EXERCISE PROMPT
Give the data back exactly. Leave out any images.
◇ ◇ ◇ ◇ ◇ ◇ ◇
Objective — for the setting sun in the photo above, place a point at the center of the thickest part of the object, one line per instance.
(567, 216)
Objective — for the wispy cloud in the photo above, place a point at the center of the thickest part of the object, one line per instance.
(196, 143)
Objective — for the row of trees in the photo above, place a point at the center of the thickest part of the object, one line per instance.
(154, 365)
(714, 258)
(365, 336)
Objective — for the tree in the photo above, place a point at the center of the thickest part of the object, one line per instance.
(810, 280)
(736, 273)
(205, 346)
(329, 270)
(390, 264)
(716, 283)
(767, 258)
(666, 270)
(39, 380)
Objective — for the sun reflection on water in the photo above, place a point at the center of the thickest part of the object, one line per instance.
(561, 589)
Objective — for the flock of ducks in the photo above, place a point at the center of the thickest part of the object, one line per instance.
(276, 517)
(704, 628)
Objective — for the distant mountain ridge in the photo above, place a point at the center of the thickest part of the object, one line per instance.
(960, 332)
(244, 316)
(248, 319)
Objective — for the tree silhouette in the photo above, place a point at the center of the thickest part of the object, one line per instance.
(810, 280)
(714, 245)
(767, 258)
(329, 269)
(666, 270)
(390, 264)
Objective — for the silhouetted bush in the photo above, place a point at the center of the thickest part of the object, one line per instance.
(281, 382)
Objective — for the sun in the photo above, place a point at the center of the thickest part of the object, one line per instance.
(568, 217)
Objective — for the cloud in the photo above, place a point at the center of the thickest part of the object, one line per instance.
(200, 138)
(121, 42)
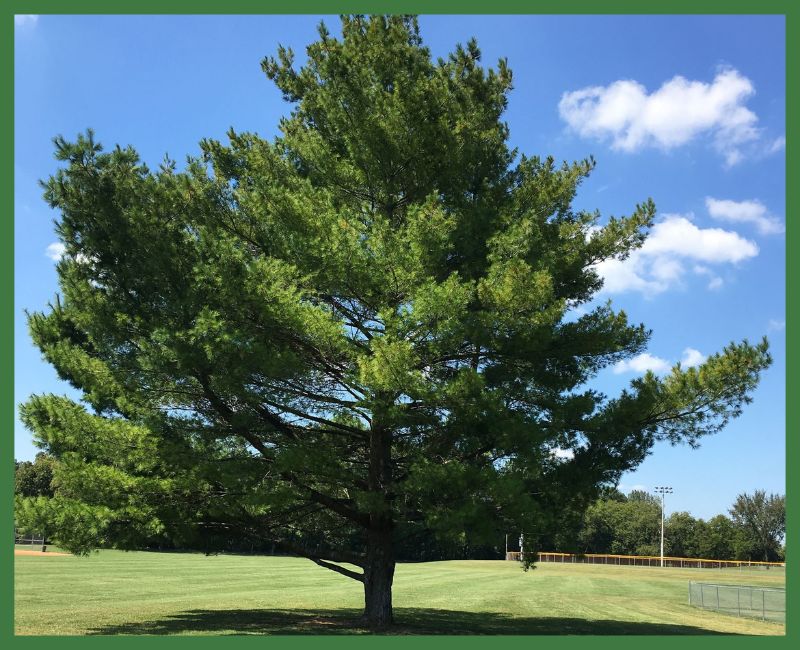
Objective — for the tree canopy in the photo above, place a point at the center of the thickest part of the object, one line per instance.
(351, 334)
(762, 519)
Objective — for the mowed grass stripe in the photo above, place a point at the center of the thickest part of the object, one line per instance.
(114, 592)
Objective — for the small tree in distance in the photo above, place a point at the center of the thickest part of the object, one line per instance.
(761, 519)
(356, 331)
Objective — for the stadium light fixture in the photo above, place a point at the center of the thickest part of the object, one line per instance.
(662, 490)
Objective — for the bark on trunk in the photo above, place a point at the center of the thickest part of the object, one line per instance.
(379, 567)
(378, 577)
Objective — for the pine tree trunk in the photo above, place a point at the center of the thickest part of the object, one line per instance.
(379, 567)
(378, 578)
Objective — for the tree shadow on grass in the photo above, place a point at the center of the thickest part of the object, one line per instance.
(408, 620)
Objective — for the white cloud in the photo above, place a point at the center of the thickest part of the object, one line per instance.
(692, 358)
(778, 144)
(660, 263)
(562, 454)
(776, 325)
(675, 114)
(752, 211)
(642, 363)
(55, 251)
(23, 20)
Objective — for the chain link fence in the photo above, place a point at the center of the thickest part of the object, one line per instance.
(765, 603)
(34, 540)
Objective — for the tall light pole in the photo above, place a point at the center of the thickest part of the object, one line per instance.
(662, 490)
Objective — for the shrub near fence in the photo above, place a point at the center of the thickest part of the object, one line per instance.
(649, 560)
(766, 603)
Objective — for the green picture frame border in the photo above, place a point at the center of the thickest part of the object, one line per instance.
(8, 8)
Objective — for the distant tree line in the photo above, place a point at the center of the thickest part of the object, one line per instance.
(616, 523)
(631, 525)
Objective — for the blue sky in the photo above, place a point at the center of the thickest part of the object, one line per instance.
(687, 110)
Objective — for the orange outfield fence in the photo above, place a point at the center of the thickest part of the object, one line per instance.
(647, 560)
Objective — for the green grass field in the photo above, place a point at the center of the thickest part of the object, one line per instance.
(114, 592)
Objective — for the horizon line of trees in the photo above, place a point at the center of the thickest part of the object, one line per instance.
(617, 524)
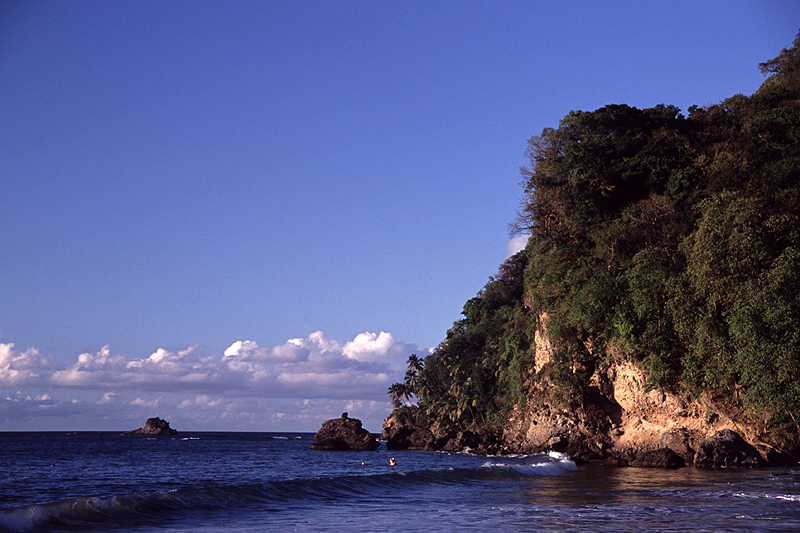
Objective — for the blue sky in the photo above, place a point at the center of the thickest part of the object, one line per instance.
(246, 215)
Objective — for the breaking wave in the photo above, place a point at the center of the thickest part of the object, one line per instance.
(94, 512)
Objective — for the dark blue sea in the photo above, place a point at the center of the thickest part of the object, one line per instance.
(252, 482)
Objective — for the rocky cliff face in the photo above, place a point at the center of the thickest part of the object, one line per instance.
(623, 423)
(620, 423)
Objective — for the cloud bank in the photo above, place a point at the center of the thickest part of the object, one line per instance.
(293, 386)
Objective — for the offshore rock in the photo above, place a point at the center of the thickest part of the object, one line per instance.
(727, 449)
(153, 426)
(344, 434)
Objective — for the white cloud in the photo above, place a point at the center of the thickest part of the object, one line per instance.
(248, 387)
(28, 367)
(372, 347)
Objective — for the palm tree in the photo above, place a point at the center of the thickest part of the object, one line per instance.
(398, 393)
(411, 382)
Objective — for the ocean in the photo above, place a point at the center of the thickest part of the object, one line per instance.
(264, 482)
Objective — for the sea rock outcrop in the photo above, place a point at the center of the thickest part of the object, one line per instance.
(344, 433)
(619, 422)
(727, 449)
(153, 426)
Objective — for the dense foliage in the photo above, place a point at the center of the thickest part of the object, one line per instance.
(675, 238)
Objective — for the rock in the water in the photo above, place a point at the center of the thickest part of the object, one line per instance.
(727, 449)
(344, 434)
(153, 426)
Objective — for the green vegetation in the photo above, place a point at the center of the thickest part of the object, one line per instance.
(674, 238)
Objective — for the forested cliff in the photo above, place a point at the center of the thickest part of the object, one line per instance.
(664, 248)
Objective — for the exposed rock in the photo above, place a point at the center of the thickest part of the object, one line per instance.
(727, 449)
(153, 426)
(344, 434)
(681, 441)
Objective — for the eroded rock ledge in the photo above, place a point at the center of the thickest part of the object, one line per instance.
(619, 424)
◇ ◇ ◇ ◇ ◇ ◇ ◇
OUTPUT OF THE TASK
Objective — for the setting sun in the photo above, place a point at the center of the thickest part of the object, one line per instance.
(567, 216)
Objective — for the wispy cloud in the photo above, place a point at the center of the thickest part of the object, one line per instance.
(196, 143)
Objective — for the row of trees in the photo above, place a point at the center of the thickest part of the object, one line per instance.
(154, 365)
(714, 258)
(365, 336)
Objective — for the tree in the photo above, place a point at the center of the thickest part of the object, one line per instance.
(810, 280)
(736, 273)
(205, 346)
(329, 270)
(390, 264)
(716, 283)
(767, 258)
(666, 270)
(39, 380)
Objective — for the sun reflection on water in the photo above, place a point at the center of the thickest part of the object, one line per instance.
(561, 589)
Objective — for the flock of ducks in the photo above, place a point at the center of the thickest part of the object, one line per instance.
(276, 517)
(704, 628)
Objective — for the distant mountain ridge in the photo above, place a point at the center of the thickest part of the object, one line per instance.
(960, 332)
(244, 316)
(248, 319)
Objective — for the tree silhouette in the photo above, place a point at the center of the thickest part of the object, one line per instance.
(810, 280)
(714, 245)
(767, 258)
(329, 269)
(666, 270)
(390, 264)
Objective — for the silhouetted bush in the photo above, place a point at the center of the thickest part of the object, one line per instance.
(281, 382)
Objective — for the sun in the photo above, place a point at the center of the thickest part of the object, one line per instance.
(568, 217)
Objective — for the cloud in the photo above, place a point at the center of the thickest part of the object, one line per instance.
(200, 138)
(121, 42)
Objective — for the tree canopy in the photo above, place a point at the center of the thickest part of the object, one line per instance.
(351, 334)
(762, 519)
Objective — for the mowed grass stripe in the photo above, place a point at the center of the thickest part of the object, one line per instance.
(114, 592)
Objective — for the small tree in distance in the photo above, place a point at the center of the thickest part of the object, one line per instance.
(761, 519)
(356, 331)
Objective — for the stadium light fixture in the photo above, place a point at the center of the thickest part of the object, one line per instance.
(662, 490)
Objective — for the bark on trunk in the photo above, place a point at the center of the thickest part of the object, one line per instance.
(379, 567)
(378, 577)
Objective — for the pine tree trunk in the photo above, place a point at the center of the thickest part of the object, one line per instance.
(379, 567)
(378, 578)
Objective — for the tree shadow on grass in the photo above, place a point at the center of the thickest part of the object, one line per instance.
(408, 620)
Objective — for the white cloud in the photo above, place a point at the center of the thickest part of the object, one line per instance.
(692, 358)
(778, 144)
(660, 263)
(562, 454)
(776, 325)
(675, 114)
(752, 211)
(642, 363)
(55, 251)
(23, 20)
Objective — for the chain link fence in the photo above, place a point at the center of the thickest part of the object, one line per instance.
(765, 603)
(34, 540)
Objective — for the tall light pole in the photo above, place a point at the center of the thickest part of the object, one line per instance.
(662, 490)
Objective — for the shrub near fence in the photo above, place a point at the center of the thickest part of the object, one line per instance.
(649, 560)
(766, 603)
Objective — for the green picture frame border in the photo above, place a point at the center of the thickest part of the object, one line per instance.
(8, 8)
Objective — for the distant tree line in the photo above, place a point at the center of the thickest part of the object, one line per instance.
(616, 523)
(631, 525)
Objective — for the blue sky in the photo above, place a point at the center of the thickest part of the object, one line per instance.
(687, 110)
Objective — for the orange outfield fence in the photo above, place a point at the center of the thickest part of the object, one line per instance.
(647, 560)
Objective — for the green grass field in the photo above, place a point at the center of the thickest part of the object, one line per instance.
(114, 592)
Objective — for the horizon line of trees in the photo above, place a point at the center of the thickest part of the object, one line per instance.
(617, 524)
Objective — for the blue sky in the photo above, place a point at the center of the thickest part of the object, one line per instance.
(246, 215)
Objective — for the breaking wave in the photo above, place a point at the center of the thickest part of the object, one line per instance.
(94, 512)
Objective — for the dark blue sea in the photo above, place a point at the center of the thickest part of the object, one line per instance.
(252, 482)
Objective — for the rocky cliff face in the photo above, place a point at the center of the thickest part of the object, one line per instance.
(623, 423)
(620, 423)
Objective — for the cloud bank in the photo above, place a point at the center of the thickest part of the object, one line per instance.
(293, 386)
Objective — for the offshore rock in the photo above, place a point at the center of the thickest part of the object, one line per instance.
(727, 449)
(153, 426)
(344, 434)
Objective — for the white cloud in the photo above, place a point at the center of the thickest part of the object, one line per instance.
(248, 387)
(28, 367)
(372, 347)
Objective — for the palm tree in the photo above, place a point at the center of the thickest part of the object, one line per instance.
(398, 393)
(411, 382)
Objective — for the ocean in the photo above, place a point at the center of the thickest part of the object, one line per instance.
(264, 482)
Objective — for the sea rock outcrop in the photo above, place a point at the center of the thickest part of the object, one line per instance.
(344, 433)
(619, 422)
(727, 449)
(153, 426)
Objective — for the dense foliage in the photo above, place a point at the center of the thickest part of the object, one line per instance.
(675, 238)
Objective — for the rock in the water in the photo above, place a point at the center of the thickest part of the object, one line per instance.
(727, 449)
(344, 434)
(153, 426)
Objective — for the green vegetation in the photo above, place a point at the center of the thickest part of the object, one line per instance.
(674, 238)
Objective — for the forested cliff in the photo above, place a point at the center of the thickest part of the object, one line per instance.
(664, 248)
Objective — for the exposed rock in the photo above, place a point at the center of the thickest part of the object, one line per instance.
(727, 449)
(153, 426)
(344, 434)
(681, 441)
Objective — for the eroded rock ledge in the photo above, place a point at the center of the thickest part of the object, one line per instance.
(619, 424)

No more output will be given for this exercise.